### What you will do
Treat the line containing "Please trace the outline of every instance of the locomotive" as the last one, and return every line exactly from the first line of the material below up to it.

### Data records
———

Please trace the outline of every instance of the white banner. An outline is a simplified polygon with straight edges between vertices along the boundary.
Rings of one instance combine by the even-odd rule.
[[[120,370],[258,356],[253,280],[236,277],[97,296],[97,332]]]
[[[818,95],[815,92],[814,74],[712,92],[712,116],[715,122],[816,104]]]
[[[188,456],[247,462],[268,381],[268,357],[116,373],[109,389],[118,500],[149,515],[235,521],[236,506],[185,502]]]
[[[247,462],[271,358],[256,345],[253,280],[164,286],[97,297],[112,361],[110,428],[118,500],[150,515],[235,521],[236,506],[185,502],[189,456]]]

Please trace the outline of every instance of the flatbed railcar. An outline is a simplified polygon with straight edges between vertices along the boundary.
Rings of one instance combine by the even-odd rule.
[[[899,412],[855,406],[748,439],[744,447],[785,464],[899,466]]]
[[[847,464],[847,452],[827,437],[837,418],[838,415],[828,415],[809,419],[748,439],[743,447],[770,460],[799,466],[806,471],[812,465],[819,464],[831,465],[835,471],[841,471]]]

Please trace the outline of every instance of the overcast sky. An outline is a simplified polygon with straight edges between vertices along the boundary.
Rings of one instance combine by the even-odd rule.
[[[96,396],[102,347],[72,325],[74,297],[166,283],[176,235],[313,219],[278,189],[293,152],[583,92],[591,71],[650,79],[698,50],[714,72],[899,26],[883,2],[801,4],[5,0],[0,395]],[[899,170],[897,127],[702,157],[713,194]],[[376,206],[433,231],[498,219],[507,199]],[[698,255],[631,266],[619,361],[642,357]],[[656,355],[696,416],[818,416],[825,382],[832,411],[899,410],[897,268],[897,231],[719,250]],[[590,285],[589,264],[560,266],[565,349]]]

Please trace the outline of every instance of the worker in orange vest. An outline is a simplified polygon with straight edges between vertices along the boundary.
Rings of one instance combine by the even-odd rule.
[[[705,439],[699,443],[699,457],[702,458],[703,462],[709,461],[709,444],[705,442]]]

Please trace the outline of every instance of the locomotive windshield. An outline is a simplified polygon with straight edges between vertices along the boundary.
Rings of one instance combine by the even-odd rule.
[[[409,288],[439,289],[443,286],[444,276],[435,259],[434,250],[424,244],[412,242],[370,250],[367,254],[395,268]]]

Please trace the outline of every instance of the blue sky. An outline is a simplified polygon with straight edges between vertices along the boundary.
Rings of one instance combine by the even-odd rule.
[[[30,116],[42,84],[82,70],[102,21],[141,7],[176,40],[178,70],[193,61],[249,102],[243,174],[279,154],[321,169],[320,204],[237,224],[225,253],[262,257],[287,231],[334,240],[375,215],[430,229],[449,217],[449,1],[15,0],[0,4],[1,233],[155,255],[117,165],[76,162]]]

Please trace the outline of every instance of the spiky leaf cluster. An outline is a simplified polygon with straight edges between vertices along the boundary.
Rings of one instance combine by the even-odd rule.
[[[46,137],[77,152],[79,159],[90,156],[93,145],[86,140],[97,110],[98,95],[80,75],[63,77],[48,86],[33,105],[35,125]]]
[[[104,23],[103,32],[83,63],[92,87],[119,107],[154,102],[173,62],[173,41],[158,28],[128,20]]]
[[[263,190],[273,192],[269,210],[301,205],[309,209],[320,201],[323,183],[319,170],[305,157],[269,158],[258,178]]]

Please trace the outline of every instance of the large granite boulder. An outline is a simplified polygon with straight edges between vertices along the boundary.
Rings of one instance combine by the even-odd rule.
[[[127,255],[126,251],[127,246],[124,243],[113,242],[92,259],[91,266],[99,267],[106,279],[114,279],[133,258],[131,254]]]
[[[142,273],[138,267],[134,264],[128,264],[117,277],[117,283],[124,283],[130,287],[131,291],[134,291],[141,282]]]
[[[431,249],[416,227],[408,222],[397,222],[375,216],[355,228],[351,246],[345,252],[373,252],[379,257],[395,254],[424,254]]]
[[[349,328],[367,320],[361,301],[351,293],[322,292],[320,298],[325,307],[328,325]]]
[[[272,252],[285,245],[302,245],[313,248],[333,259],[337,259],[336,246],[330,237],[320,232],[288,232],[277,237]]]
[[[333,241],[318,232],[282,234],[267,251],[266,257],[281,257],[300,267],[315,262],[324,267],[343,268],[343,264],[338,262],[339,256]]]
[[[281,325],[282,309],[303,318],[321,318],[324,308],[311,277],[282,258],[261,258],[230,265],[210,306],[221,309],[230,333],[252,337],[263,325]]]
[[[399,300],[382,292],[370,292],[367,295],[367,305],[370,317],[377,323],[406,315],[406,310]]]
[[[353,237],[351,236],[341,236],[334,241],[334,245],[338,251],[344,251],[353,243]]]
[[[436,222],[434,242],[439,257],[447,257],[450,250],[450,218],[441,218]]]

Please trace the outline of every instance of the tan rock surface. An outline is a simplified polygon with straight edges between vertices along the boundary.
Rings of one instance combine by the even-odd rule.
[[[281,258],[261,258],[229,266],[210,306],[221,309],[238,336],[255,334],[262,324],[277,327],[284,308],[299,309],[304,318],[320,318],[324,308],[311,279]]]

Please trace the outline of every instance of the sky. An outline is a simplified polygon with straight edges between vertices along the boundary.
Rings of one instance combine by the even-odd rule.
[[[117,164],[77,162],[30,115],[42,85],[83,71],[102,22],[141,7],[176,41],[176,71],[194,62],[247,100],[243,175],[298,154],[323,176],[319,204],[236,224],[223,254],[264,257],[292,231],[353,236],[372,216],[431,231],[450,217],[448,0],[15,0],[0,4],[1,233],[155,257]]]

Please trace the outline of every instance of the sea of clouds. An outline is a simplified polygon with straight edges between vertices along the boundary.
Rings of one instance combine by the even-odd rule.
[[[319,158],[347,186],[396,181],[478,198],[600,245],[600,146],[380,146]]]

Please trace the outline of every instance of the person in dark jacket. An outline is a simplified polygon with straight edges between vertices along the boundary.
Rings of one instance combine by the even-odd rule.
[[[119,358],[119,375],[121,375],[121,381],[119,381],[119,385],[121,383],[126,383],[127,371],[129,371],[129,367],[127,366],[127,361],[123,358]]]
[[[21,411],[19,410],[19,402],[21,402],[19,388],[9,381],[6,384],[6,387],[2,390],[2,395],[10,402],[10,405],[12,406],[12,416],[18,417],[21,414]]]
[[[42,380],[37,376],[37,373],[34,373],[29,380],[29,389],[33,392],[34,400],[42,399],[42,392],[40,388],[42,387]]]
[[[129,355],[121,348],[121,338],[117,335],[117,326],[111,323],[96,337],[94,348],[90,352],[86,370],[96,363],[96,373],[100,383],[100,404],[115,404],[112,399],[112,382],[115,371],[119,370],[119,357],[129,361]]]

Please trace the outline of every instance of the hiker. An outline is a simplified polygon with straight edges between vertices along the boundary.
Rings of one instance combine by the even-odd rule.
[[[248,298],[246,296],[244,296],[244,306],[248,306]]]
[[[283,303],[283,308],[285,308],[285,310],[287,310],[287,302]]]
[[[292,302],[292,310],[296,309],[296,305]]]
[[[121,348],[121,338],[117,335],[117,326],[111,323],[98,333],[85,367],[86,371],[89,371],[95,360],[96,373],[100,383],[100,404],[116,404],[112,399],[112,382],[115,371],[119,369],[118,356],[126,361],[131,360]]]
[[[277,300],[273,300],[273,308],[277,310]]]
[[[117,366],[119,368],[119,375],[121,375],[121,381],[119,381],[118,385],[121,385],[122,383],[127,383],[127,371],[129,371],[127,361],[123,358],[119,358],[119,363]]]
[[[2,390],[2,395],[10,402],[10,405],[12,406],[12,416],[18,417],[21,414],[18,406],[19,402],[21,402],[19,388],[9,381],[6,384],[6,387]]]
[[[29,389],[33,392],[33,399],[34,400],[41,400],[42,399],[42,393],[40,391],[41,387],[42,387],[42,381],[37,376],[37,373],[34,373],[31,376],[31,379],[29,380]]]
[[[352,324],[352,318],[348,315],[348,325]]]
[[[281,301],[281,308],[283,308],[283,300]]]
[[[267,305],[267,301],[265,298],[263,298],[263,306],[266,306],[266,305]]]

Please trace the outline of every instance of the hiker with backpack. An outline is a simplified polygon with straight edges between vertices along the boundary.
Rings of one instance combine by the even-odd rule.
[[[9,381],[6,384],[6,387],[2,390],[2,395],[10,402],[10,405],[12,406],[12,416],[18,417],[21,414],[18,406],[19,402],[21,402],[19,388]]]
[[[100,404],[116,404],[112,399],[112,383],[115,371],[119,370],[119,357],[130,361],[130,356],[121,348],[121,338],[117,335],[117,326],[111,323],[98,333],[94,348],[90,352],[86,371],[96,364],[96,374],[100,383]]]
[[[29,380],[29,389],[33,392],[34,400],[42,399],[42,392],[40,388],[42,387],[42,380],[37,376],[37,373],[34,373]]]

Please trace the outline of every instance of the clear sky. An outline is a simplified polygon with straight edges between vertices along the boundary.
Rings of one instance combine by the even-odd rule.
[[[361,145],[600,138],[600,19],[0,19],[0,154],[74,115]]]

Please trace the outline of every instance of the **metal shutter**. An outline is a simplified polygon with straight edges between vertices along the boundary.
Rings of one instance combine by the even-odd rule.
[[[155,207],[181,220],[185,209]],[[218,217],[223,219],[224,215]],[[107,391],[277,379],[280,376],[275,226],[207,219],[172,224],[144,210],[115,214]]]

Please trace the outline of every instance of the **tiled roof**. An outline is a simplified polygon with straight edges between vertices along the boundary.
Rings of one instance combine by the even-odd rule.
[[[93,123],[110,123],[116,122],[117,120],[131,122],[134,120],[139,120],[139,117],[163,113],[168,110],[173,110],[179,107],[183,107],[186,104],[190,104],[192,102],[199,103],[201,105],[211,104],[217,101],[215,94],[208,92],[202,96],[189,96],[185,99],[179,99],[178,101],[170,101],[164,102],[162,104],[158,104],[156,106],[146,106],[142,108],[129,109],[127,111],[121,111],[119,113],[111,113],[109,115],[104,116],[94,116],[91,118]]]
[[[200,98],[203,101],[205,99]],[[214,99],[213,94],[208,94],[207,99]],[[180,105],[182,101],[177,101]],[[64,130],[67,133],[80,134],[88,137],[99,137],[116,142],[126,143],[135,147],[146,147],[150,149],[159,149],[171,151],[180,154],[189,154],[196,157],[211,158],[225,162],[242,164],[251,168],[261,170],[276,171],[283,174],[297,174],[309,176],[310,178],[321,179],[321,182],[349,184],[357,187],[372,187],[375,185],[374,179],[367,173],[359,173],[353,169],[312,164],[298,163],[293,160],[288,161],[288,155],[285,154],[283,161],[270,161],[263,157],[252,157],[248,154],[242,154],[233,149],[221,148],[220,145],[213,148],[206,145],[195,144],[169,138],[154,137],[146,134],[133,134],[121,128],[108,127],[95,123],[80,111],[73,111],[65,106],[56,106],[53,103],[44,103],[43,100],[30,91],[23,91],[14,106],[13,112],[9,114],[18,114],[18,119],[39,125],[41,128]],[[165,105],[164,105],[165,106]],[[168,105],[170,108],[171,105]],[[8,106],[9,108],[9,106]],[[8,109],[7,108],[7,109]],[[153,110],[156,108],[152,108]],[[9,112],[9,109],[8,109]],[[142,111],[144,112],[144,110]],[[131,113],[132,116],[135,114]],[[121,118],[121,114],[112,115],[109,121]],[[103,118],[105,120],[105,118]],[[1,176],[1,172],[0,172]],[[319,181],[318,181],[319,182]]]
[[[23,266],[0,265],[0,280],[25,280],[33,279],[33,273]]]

———

### Exercise output
Please trace the outline of every instance of the white banner. An outline is a simplified polygon with straight edges between vertices along the boundary.
Rings of one instance combine by the even-odd rule.
[[[120,370],[258,356],[253,280],[236,277],[97,296],[97,332]]]
[[[818,95],[815,92],[814,74],[712,92],[712,116],[715,122],[816,104]]]
[[[188,456],[247,462],[268,381],[268,357],[116,373],[109,389],[118,500],[149,515],[235,521],[236,506],[185,502]]]
[[[247,462],[271,358],[256,345],[253,280],[164,286],[97,297],[112,361],[110,428],[118,500],[150,515],[235,521],[236,506],[185,502],[189,456]]]

Please trace the outline of every instance of the flatbed railcar. An outline is a simplified polygon with straight edges between vertices along the boundary.
Rings of one instance combine by the even-odd rule.
[[[899,412],[855,406],[748,439],[744,447],[785,464],[899,466]]]
[[[847,464],[847,452],[827,437],[837,418],[838,415],[828,415],[809,419],[748,439],[743,447],[770,460],[799,466],[806,471],[812,465],[819,464],[831,465],[835,471],[841,471]]]

Please trace the outline of every instance of the overcast sky. An outline is a simplified polygon with straight edges between vertices along the boundary.
Rings of one instance combine by the even-odd rule.
[[[96,396],[102,347],[72,325],[74,297],[166,283],[176,235],[313,219],[278,189],[293,152],[583,92],[591,71],[650,79],[698,50],[714,72],[899,26],[883,2],[801,4],[5,0],[0,395]],[[899,170],[897,127],[702,157],[713,194]],[[376,206],[433,231],[498,219],[507,199]],[[698,255],[631,266],[619,361],[642,357]],[[656,355],[696,416],[818,416],[825,382],[832,411],[899,410],[897,268],[897,231],[719,250]],[[590,285],[589,264],[560,266],[565,349]]]

Please trace the outline of every instance of the worker in orange vest. An outline is a simplified polygon with straight edges between vertices along the boundary.
Rings of one instance combine by the even-odd rule.
[[[705,439],[699,443],[699,457],[702,458],[703,462],[709,461],[709,444],[705,442]]]

Please trace the outline of every instance of the locomotive windshield. An outline is a simplified polygon with straight edges between vertices along the boundary.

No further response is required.